Announcing Google Cloud Bigtable - suprgeek
http://googlecloudplatform.blogspot.com/2015/05/introducing-Google-Cloud-Bigtable.html
======
mataug
I've been quite frustrated with the google cloud platform, Just take a look at
their APIs for AppEngine, CloudSQL, GCE and the sort, Its pathetic compared to
their direct competitor AWS.

Lets compare trying to do create an RDS instance on AWS vs Creating one on
CloudSQL

AWS:

1\. Get AccessToken and AccessSecret from IAM

2\. pip install boto

3\. conn = boto.rds.connect_to_region("us-west-2")

4\. db = conn.create_dbinstance("db-master-1", 10, 'db.m1.small', 'root',
'hunter2')

Done !

Google

1\. Get a Client Id and Client Secret

2\. pip install google-api-python-client

3\. Go through the OAuth Flow and run a server locally to capture the access
token

4\. Use the discovery api to generate a service object. Good Luck finding this
in the documentation

5\. use the uninspectable service object to create a cloudsql instance.

Data shown:

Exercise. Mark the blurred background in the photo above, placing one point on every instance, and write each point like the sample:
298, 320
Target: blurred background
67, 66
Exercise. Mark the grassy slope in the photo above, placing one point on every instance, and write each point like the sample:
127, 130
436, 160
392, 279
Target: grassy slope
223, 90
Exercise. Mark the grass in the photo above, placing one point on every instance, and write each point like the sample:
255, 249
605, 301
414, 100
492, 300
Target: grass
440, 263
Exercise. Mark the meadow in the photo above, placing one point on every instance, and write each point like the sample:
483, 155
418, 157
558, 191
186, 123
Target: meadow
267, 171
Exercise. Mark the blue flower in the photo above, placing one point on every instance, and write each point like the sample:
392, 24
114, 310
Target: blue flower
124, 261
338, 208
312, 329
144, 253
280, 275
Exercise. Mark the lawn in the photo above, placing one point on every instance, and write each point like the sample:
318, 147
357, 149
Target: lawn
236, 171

---

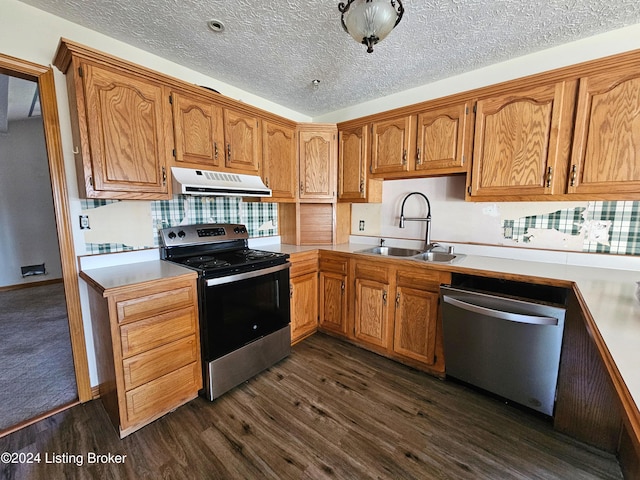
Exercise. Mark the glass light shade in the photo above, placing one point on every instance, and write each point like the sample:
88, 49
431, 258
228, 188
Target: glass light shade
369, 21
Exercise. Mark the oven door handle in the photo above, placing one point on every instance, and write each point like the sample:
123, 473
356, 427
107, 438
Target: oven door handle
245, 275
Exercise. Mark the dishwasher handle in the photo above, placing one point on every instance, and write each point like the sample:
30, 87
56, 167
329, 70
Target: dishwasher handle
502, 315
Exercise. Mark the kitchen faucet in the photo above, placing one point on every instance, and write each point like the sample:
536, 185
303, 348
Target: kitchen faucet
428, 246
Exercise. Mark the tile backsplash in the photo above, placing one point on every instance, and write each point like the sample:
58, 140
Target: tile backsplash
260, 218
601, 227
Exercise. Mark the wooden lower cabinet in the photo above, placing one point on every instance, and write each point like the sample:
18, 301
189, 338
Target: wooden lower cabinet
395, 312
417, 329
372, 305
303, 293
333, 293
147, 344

---

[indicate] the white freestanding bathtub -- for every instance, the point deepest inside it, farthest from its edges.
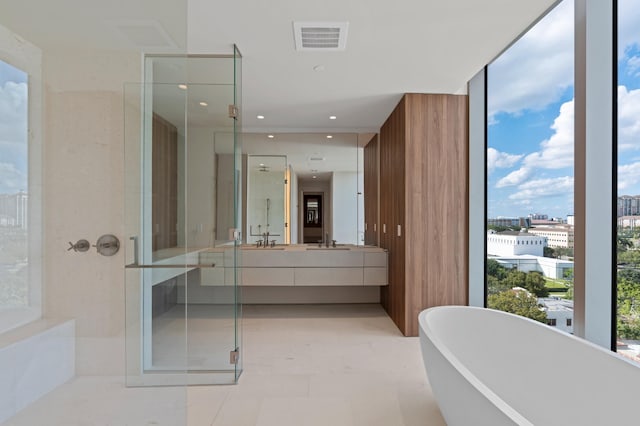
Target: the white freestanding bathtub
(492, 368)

Requests:
1/ Rename "service object" to "client object" in the forum thread between "4\. Use the" and "a cloudsql instance.", inclusive, and write out that part.
2/ Does each statement agree with the forum thread? Answer yes or no for each, and quote the deciding words.
(a) The AWS steps include installing boto with pip.
(b) The Google steps call for running a server locally.
(c) The poster says the discovery api is easy to find in the documentation.
3/ Answer these questions from the forum thread.
(a) What does the poster get from IAM in the AWS steps?
(b) Which region does the AWS example connect to?
(c) Which package is installed with pip in the Google steps?
Use only the text for your answers.

The answers:
1/
4\. Use the discovery api to generate a client object. Good Luck finding this
in the documentation

5\. use the uninspectable client object to create a cloudsql instance.

2/
(a) Yes: "pip install boto"
(b) Yes: "run a server locally to capture the access token"
(c) No: "Good Luck finding this in the documentation"

3/
(a) AccessToken and AccessSecret
(b) us-west-2
(c) google-api-python-client